----- Material supplied -----

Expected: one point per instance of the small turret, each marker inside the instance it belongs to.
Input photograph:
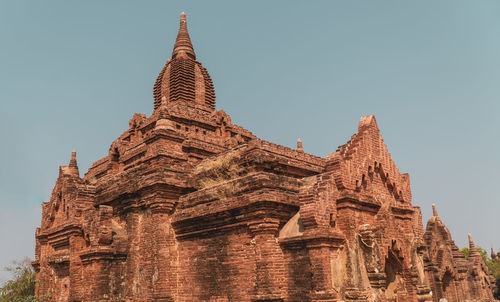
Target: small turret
(473, 253)
(434, 211)
(300, 148)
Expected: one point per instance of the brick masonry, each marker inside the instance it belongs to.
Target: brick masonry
(188, 206)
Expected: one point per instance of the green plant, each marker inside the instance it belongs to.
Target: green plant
(21, 288)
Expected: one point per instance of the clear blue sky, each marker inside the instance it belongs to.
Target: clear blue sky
(72, 73)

-----

Across the entries above, how many lines include "marker"? State only that number.

» **Response to this task**: 4